[Lesetext]
━━━━━━━━━━

Positive Erinnerungen an Kindererholungsheime, Kinderheilstätten und Kinderkurheime
Titelbild Elternratgeber: Mit Kindern an die See, 1987
Als wir begannen, uns dem Thema der traumatischen Erinnerungen von Verschickungskindern zu nähern, waren wir erstaunt über die zahllosen, überaus detaillierten Berichte von angsterfüllten Verschickungsaufenthalten und erlebter Gewalt. Kinder, meist unter 6 Jahren, wurden zu Hunderten allein, ohne ihre Eltern, über 6 Wochen, zwischen 1946 und 1990, in weit entfernt liegende Kindererholungsheimen und -Heilstätten aller Bundesländer verbracht.
Erlebnisschilderungen darüber wurden uns ungefragt zugesandt und sammeln sich seither öffentlich auf unserer Webseite in unserem Gästebuch, 2776 (am 27.5.25) und anonym in einem Fragebogen, wo es schon weit über 15.000 sind, die ihre Geschichte unserer selbstbestimmten Forschung zur Verfügung gestellt haben. Wir zensieren nicht, wir kürzen nicht, wir schalten nur frei und sammeln. Es sind Erinnerungs-Schilderungen von Demütigungen, körperlicher, seelischer und sexueller Gewalt und starken Angsterlebens. Diese Berichte sind zumeist von Menschen, die zum ersten Mal mit unserer Initiative in Kontakt kommen und erfahren, dass sie mit ihren schmerzlichen Erfahrungen nicht allein sind, sondern Teil einer sehr großen Gemeinschaft von Betroffenen. Oft ist dann der erste Impuls, das selbst Erlebte aufzuschreiben, Zeugnis zu geben. Es ist seit dem Beginn unserer Initiative immer deutlicher geworden, dass die Kinderverschickung System hatte und dass in ihr eine „Subkultur der Gewalt“ (Hans Walter Schmuhl (2023): Kur oder Verschickung: Die Kinderkuren der DAK zwischen Anspruch und Wirklichkeit, Dölling und Galitz, München, S. 249) herrschte. Alle bisherigen wissenschaftlichen Studien bestätigen, dass es im Rahmen der Kinderkuren, systemische Gewaltbedingungen gab.

━━━━━━━━━━

[Angezeigte Daten]
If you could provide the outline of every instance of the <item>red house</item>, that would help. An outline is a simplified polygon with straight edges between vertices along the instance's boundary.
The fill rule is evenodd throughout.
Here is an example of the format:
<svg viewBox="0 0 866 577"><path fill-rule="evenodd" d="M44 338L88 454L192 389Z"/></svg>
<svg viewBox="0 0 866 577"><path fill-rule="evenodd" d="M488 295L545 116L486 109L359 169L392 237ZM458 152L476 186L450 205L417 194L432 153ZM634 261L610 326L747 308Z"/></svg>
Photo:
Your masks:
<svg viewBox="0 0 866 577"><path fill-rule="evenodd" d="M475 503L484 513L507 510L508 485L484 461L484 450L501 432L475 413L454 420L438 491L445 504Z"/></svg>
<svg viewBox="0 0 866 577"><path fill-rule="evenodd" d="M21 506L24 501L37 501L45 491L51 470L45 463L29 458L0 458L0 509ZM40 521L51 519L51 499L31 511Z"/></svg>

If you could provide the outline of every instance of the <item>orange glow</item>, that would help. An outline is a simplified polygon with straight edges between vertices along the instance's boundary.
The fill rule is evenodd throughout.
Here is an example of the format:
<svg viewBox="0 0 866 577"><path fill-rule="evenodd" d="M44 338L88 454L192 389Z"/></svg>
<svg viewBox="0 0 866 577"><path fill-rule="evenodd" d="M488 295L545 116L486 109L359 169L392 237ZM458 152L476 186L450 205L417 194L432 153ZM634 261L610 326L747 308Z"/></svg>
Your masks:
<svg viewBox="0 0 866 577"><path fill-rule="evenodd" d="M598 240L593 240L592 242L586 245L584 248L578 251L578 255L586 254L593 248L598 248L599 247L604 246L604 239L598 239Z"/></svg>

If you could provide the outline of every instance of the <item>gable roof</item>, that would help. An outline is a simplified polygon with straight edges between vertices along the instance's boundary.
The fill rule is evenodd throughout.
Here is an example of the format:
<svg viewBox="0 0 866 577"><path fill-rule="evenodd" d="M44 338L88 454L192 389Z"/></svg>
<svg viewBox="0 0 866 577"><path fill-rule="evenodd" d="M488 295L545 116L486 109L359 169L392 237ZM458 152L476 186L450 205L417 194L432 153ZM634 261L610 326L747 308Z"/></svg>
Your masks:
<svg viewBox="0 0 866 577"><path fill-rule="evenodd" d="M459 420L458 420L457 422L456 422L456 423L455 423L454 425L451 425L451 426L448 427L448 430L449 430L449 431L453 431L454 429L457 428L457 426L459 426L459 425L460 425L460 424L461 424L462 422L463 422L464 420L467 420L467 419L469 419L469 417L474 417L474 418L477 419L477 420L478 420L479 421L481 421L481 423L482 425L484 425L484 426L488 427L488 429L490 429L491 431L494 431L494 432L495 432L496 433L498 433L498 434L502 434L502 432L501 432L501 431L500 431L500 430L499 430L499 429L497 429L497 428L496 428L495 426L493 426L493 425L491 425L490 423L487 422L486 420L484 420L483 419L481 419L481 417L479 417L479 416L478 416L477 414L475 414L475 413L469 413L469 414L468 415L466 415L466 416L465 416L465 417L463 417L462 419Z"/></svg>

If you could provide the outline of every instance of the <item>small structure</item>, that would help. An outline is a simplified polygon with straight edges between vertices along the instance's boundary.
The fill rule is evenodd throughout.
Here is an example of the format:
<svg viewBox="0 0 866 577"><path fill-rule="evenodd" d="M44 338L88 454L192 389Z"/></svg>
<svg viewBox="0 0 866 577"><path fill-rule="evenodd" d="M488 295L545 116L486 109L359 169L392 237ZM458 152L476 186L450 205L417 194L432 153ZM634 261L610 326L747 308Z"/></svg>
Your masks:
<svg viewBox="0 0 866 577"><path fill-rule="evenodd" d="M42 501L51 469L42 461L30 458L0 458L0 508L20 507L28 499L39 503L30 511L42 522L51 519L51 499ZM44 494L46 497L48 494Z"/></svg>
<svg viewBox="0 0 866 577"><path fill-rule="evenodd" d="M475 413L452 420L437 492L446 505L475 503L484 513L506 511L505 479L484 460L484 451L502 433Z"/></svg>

━━━━━━━━━━

[Aufgabenstellung] Gib den oben stehenden Lesetext über die Kinderverschickung vollständig und unverändert aus.

[Lösung]
Positive Erinnerungen an Kindererholungsheime, Kinderheilstätten und Kinderkurheime
Titelbild Elternratgeber: Mit Kindern an die See, 1987
Als wir begannen, uns dem Thema der traumatischen Erinnerungen von Verschickungskindern zu nähern, waren wir erstaunt über die zahllosen, überaus detaillierten Berichte von angsterfüllten Verschickungsaufenthalten und erlebter Gewalt. Kinder, meist unter 6 Jahren, wurden zu Hunderten allein, ohne ihre Eltern, über 6 Wochen, zwischen 1946 und 1990, in weit entfernt liegende Kindererholungsheimen und -Heilstätten aller Bundesländer verbracht.
Erlebnisschilderungen darüber wurden uns ungefragt zugesandt und sammeln sich seither öffentlich auf unserer Webseite in unserem Gästebuch, 2776 (am 27.5.25) und anonym in einem Fragebogen, wo es schon weit über 15.000 sind, die ihre Geschichte unserer selbstbestimmten Forschung zur Verfügung gestellt haben. Wir zensieren nicht, wir kürzen nicht, wir schalten nur frei und sammeln. Es sind Erinnerungs-Schilderungen von Demütigungen, körperlicher, seelischer und sexueller Gewalt und starken Angsterlebens. Diese Berichte sind zumeist von Menschen, die zum ersten Mal mit unserer Initiative in Kontakt kommen und erfahren, dass sie mit ihren schmerzlichen Erfahrungen nicht allein sind, sondern Teil einer sehr großen Gemeinschaft von Betroffenen. Oft ist dann der erste Impuls, das selbst Erlebte aufzuschreiben, Zeugnis zu geben. Es ist seit dem Beginn unserer Initiative immer deutlicher geworden, dass die Kinderverschickung System hatte und dass in ihr eine „Subkultur der Gewalt“ (Hans Walter Schmuhl (2023): Kur oder Verschickung: Die Kinderkuren der DAK zwischen Anspruch und Wirklichkeit, Dölling und Galitz, München, S. 249) herrschte. Alle bisherigen wissenschaftlichen Studien bestätigen, dass es im Rahmen der Kinderkuren, systemische Gewaltbedingungen gab.